◆ Fragmento del texto ◆
════════════════
A lo largo de la existencia de la humanidad, nunca se había alcanzado un progreso tan drástico y exponencial como en los últimos doscientos años. En solo dos siglos, millones de personas salieron de la pobreza extrema, erradicamos enfermedades que se presumían incurables, y la economía del mundo es hoy cien veces más grande que hace un par de centurias. Lo que no hicimos como especie en miles de años, lo logramos en apenas un par de centurias.
Lo que hoy es una realidad, antes fueron utopías. La democracia, la eliminación de la esclavitud e incluso la globalización, eran ideas que lindaron con la locura en su momento. Sin embargo, estas utopías fueron durante mucho tiempo la brújula de la raza humana, y bien podría afirmarse que, por esa misma razón hoy son una realidad. Bien decía Eduardo Galeano que ese es el propósito de las utopías, caminar hacia ellas. Irónicamente, hoy “hacen parte del paisaje”.
Ahora bien, ¿reflexionamos lo suficiente sobre cuáles son nuestras utopías hoy? En los medios y en los debates públicos apenas si se habla sobre un objetivo de crecimiento de un par de puntos del PIB o de cómo recortar nuestra huella de carbono, pero ¿cuál es hoy esa olla con monedas de oro que imaginamos como especie humana al final del arcoíris?
Una de esas utopías es la renta básica universal: una transferencia incondicionada, una consignación mensual vitalicia sin más contraprestación que la de ser un ciudadano.
Una renta básica que trace un límite inferior digno para que las personas no tengan que preocuparse por cómo llegarán a fin de mes, y por fin puedan empezar a pensar en planes a mediano plazo; que no necesite contingentes de funcionarios y trabajadores sociales poniendo condiciones, o segmentando a una población específica, lo cual en definitiva resulta humillante porque es el ciudadano quien termina teniendo que demostrar que es vulnerable en algún sentido.
════════════════
◆ Muestra de registros ◆
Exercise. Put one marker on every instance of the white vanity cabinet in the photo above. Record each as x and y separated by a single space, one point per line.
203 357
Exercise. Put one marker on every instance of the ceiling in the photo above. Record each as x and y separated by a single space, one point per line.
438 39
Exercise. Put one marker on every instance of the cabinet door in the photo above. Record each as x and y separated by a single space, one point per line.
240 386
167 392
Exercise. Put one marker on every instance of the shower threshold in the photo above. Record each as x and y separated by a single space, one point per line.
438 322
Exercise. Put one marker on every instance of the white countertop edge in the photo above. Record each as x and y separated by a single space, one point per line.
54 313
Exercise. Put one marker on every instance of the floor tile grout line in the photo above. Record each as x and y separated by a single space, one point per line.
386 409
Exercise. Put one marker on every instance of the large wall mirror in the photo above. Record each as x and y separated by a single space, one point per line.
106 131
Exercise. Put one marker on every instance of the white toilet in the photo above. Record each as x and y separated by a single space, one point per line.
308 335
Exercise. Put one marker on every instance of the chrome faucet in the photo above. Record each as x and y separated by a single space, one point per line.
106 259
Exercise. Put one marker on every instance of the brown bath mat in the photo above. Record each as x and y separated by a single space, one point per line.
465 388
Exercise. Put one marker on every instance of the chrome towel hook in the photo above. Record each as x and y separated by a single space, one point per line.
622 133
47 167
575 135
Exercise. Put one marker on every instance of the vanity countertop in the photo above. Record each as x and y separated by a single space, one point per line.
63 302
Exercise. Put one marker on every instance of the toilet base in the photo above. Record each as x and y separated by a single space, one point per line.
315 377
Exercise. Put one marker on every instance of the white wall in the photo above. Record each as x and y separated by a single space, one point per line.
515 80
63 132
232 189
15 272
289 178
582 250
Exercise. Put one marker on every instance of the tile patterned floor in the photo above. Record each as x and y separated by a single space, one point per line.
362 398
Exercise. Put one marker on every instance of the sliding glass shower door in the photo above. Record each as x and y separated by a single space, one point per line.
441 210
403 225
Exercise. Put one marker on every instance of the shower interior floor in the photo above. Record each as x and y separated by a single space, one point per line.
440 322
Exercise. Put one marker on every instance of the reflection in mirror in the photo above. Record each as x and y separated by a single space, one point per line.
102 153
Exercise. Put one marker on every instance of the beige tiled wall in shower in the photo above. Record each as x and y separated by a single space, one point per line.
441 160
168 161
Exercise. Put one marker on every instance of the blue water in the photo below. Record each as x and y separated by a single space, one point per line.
════════════════
◆ Actividades ◆
(1) Según el texto sobre las utopías, ¿cuánto más grande es hoy la economía mundial que hace un par de siglos?
(2) De acuerdo con el texto sobre las utopías, ¿por qué resulta humillante condicionar las transferencias o dirigirlas a una población específica?
(3) Prolonga el texto sobre las utopías y la renta básica universal a partir de su última oración.

◆ Soluciones ◆
(1) Es cien veces más grande.

(2) Resulta humillante porque es el ciudadano quien termina teniendo que demostrar que es vulnerable en algún sentido.

(3)
Esa utopía llamada renta básica, de la que poco o nada se había hablado en Colombia, llegó a la agenda nacional con la pandemia de la Covid -19.
Muchos piensan que eventos tan desafortunados como el de una pandemia son una oportunidad para poner sobre la mesa asuntos que en otro momento serían considerados como una locura (por aquello de “A situaciones extremas, medidas desesperadas”).
Pero, en mi opinión, surgió en el peor momento: con el país casi tan polarizado como en la época de La Violencia; cuando no nos ponemos de acuerdo ni siquiera en las cosas más simples; en el que las discusiones se disipan entre eufemismos.
Discusiones como la que es necesario entablar para defender o controvertir la renta básica requieren de un debate con altura y de un capital social muy alto. Lastimosamente, la coyuntura nos sorprendió con esa cuenta casi en ceros.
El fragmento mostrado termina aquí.